QUOTED PASSAGE =
⁂

It's just code review.

> 2. This entire patchset is about adding and removing messages
> and checks. We have 3rd version and you are still not happy.
> Not to say that you suggest something else each time.

That's how review works. If the code improves with each iteration then
how is that a problem?

> Frankly, I do mind too much about this code path, which and how
> many warnings are printed. I am not aware about any complains.
> IMHO, only people adding support for new architecture
> might go this way.
>
> I just wanted to switch the error to warning because Thomas
> Gleixner wondered about unused code on s390 when refactoring
> the stacktrace code.
>
> I really did not expect that I would spend hours/days on this.
> I do not think that it is worth it.
>
> I consider most of the requests as nitpicking because
> they requests extra work just because it looks like
> a good idea.
>
> My take is that we should accept changes when they improve
> the situation and go in the right direction. Further clean up
> might be done later by anyone who does not have anything
> more important on the plate or gets annoyed enough.
>
> Yes, you have many great ideas. But I am not a trained
> monkey. And I do not know how to stop this when it is
> looking endless.

I'm just trying to help improve the code. That's how open source works.
And it's my responsibility as a maintainer. If you're not open to
review, don't bother posting the code in the first place.

--
Josh

⁂

DATA LISTING =
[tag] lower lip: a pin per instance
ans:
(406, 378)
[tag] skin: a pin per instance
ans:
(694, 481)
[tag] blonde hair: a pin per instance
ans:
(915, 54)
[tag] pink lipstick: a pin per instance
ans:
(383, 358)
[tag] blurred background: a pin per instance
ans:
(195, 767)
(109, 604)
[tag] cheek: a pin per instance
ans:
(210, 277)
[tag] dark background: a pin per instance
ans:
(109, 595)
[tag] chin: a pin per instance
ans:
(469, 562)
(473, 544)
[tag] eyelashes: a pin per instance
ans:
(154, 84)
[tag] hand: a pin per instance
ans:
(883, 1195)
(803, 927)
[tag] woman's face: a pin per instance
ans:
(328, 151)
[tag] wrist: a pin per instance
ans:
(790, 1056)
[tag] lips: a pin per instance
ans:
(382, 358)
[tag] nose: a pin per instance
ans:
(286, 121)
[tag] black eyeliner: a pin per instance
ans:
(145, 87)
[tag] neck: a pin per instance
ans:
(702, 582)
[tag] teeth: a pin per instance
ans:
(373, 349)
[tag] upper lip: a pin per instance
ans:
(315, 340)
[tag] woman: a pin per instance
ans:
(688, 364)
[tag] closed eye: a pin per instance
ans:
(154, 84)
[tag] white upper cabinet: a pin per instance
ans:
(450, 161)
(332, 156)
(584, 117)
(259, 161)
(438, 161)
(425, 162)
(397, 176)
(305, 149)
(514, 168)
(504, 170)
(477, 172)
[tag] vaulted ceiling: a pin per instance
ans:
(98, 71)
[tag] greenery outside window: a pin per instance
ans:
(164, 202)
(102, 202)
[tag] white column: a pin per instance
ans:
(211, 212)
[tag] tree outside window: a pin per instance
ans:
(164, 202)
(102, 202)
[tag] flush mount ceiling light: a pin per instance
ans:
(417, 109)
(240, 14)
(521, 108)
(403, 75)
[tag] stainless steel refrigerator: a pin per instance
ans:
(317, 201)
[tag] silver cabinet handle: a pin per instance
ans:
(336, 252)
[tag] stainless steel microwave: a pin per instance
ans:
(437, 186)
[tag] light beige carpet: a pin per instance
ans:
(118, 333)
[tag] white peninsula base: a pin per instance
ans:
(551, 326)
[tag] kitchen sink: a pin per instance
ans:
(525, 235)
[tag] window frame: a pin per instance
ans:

⁂

REQUESTS =
(A) In the code review exchange, who wondered about unused code on s390?
(B) Transcribe part of the code review exchange, beginning at the words "It's just code" and stopping after "about any complains.".

OUTPUTS BY TASK =
(A) Thomas Gleixner, while refactoring the stacktrace code.

(B)
It's just code review.

> 2. This entire patchset is about adding and removing messages
> and checks. We have 3rd version and you are still not happy.
> Not to say that you suggest something else each time.

That's how review works. If the code improves with each iteration then
how is that a problem?

> Frankly, I do mind too much about this code path, which and how
> many warnings are printed. I am not aware about any complains.